### [Source document]
Most peculiar. It's hard to explain why in the 18th century Scotland and Ireland (as part of the UK) were just about the only countries in Europe to see their populations decline.

NeonLX wrote:The descriptions of the Orange Brigade are chilling. Why are there so many boneheads in this world?


It's very hard to explain the Orange Order, I don't want to exaggerate their influence or their terribleness too much, though some might say I already have.

The situation with them is just bizarre - I have friends who are members, we can drink together fine as long as no one mentions independence or Ireland, and then for a couple of days each year they get dressed up all funny and march through the town singing songs about being up to their knees in my blood. Then they come back and we have a drink again. This is seen as normal, and most folk never really think about it because it has no direct impact on their lives. You could technically spend your whole life here without ever having to worry about them at all, other than hearing a flute band passing every now and then.

### [Record set]
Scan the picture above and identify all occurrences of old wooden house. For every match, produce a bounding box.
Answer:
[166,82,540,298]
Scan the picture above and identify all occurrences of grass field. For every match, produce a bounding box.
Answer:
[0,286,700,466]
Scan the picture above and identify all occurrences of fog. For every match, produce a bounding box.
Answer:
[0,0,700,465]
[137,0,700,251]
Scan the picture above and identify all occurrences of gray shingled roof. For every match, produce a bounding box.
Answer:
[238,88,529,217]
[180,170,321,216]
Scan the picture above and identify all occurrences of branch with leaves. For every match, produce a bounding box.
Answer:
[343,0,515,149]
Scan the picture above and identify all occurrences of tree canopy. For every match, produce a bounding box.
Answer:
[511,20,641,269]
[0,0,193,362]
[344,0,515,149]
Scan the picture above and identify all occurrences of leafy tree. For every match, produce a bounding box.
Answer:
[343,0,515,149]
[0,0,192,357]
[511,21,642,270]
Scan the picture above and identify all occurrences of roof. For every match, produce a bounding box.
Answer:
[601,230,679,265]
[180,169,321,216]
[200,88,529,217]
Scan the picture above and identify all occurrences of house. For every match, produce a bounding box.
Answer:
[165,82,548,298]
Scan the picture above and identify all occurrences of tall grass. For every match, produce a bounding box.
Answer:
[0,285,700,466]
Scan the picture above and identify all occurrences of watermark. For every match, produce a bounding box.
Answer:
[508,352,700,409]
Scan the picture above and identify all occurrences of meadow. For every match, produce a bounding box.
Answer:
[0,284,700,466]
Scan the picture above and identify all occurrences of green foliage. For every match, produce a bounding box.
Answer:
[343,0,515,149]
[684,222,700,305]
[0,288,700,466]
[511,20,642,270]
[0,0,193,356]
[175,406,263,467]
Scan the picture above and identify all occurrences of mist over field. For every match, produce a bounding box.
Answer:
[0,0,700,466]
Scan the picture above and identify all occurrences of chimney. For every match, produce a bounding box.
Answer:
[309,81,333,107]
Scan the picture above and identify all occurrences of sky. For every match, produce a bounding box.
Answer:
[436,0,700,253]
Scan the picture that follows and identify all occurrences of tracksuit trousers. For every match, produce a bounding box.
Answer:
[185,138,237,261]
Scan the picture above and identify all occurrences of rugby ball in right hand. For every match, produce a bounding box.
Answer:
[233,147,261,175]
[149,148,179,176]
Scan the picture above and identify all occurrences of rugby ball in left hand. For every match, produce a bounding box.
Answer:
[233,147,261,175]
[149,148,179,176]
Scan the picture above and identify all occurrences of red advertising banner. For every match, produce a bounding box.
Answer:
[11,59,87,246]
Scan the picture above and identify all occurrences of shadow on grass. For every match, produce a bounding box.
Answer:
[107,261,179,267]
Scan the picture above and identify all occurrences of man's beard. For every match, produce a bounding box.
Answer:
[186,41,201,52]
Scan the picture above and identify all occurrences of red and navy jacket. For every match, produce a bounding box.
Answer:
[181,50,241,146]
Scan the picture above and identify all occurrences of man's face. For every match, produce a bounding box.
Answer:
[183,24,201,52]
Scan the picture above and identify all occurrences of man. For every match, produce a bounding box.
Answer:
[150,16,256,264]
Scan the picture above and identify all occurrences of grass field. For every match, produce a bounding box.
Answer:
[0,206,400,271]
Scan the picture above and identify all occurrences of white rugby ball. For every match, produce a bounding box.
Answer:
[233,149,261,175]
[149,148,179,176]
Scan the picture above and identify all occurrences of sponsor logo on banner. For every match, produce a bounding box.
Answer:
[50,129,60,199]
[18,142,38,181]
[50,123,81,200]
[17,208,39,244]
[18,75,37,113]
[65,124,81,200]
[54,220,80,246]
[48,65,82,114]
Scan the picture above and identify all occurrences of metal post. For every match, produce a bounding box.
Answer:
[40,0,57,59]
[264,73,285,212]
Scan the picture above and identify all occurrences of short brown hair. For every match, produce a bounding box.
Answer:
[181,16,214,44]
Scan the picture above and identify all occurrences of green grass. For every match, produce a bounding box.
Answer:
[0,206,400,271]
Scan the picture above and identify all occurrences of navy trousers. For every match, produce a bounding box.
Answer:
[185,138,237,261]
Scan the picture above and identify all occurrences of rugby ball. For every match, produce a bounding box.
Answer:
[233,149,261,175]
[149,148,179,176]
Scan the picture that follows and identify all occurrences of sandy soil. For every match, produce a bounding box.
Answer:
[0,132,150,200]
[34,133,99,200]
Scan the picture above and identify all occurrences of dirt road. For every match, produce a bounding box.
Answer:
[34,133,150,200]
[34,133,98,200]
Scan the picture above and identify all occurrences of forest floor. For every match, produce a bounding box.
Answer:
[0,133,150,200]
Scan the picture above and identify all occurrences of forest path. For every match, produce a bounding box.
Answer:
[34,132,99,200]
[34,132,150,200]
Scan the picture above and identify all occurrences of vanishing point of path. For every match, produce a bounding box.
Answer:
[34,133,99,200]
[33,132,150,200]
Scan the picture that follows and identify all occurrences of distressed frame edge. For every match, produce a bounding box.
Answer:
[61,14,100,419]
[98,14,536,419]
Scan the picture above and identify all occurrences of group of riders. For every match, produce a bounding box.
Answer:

### [Problem]
Carry on the forum post about the Orange Order, starting right after its last sentence. The entries come from a source unrelated to the forum post about the Orange Order.

### [Result of this exercise]
A lot of members don't seem to take the anti-Catholic stuff seriously, as such, but will still spout bigotted nonsense among themselves, or go over to Belfast and cause trouble there for the 12th. The leadership really does believe in it all, which makes the normal members all the more mystifying.

If I was to start this thread again I would probably be a bit less strident and "confrontational" about the whole thing. I understand that for many people the UK is their country - all of it - so my own wee attempts to break it up can understandably make them feel angry or might just be upsetting overall, and I haven't been very sympathetic to that view. I understand why English, Welsh and Northern Irish people might feel the referendum is unfair as well, and why they might feel entitled to a vote in it, even if that would be impractical (and unfair in a different way).

Stuff like the UK Government releasing legal advice showing that Scotland no longer exists because it was "extinguished as a matter of international law" by the 1707 Union doesn't do much to make me feel like being more accomodating though.
Last edited by AhabsOtherLeg on Tue Mar 12, 2013 7:26 pm, edited 1 time in total.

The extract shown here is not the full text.